:: Given text ::
====

Why is exam feedback so important?
[dropcap]A[/dropcap]fter the end of my first year, during the summer holidays, I remember nervously logging on to Tabula to check my first set of exam results as an undergraduate and finding a few lines of concise, helpful feedback alongside my marks.
The feedback highlighted what I had done well, as well as suggestions on how to improve my answers in order to attain a higher mark next time round. Last week, when I read blogs written by Maahwish Mirza, SU Education Officer and Dr. Justin Greaves, Director of Student Experience and Progression in PAIS, I am surprised that
feedback is not universal across all university departments.
As someone who has received feedback in previous exams, and benefitted immensely from it, I honestly can’t see how any department can expect students to build upon their performance in previous exams without providing any
guidance on how things could be improved.

====

(Collected data entries)
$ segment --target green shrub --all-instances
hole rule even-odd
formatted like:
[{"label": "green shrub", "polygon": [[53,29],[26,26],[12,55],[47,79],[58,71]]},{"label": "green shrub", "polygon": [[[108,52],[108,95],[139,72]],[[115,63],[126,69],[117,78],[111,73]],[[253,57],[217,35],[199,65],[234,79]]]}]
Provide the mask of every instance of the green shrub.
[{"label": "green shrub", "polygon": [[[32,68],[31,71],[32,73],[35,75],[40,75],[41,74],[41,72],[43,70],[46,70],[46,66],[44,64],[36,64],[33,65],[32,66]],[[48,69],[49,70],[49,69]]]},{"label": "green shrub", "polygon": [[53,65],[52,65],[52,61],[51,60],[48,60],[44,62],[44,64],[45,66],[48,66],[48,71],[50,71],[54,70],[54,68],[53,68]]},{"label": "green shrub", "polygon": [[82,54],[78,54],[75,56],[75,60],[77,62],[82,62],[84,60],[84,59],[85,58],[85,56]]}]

====

:: Work task 1 ::
Summarize the piece on exam feedback in two sentences.
:: Work task 2 ::
Extend the piece on exam feedback, picking up right after its final sentence.

:: Response 1 ::
After the first year, the writer checked exam results on Tabula and found concise, helpful feedback alongside the marks, showing what had been done well and how to earn a higher mark next time. Having read blogs by Maahwish Mirza and Dr. Justin Greaves, the writer is surprised that feedback is not universal across all university departments and cannot see how students are expected to build on past exams without guidance.

:: Response 2 ::
Exams are certainly not the be all and end all, and while I don’t necessarily agree that so much emphasis should be put on a single exam, we generally all want to do our best and to achieve a mark that we believe is reflective of our general abilities.
Feedback is vital in allowing us to improve as students as well as preparing us for the following year and in some cases, future studies. Unfortunately, sometimes a lot does hinge on a single exam and not hitting points that examiners are looking for can cost valuable marks.
It’s also really easy to forget about exams once you leave the exam hall. Yet I’ve found that exam feedback has forced me to think back to what I wrote and to reflect on how things could have gone better, which is generally much more productive than worrying about poor marks without any guidance to accompany it.
Even this year, just before my second year exams, I found myself on Tabula, referring back to last year’s feedback. Although my memory of exactly what I wrote in the exam hall is now very vague, I still found the feedback fairly useful and it reminded me what the examiners are looking for in the exam, and how to best demonstrate my knowledge of the subject in such a short exam.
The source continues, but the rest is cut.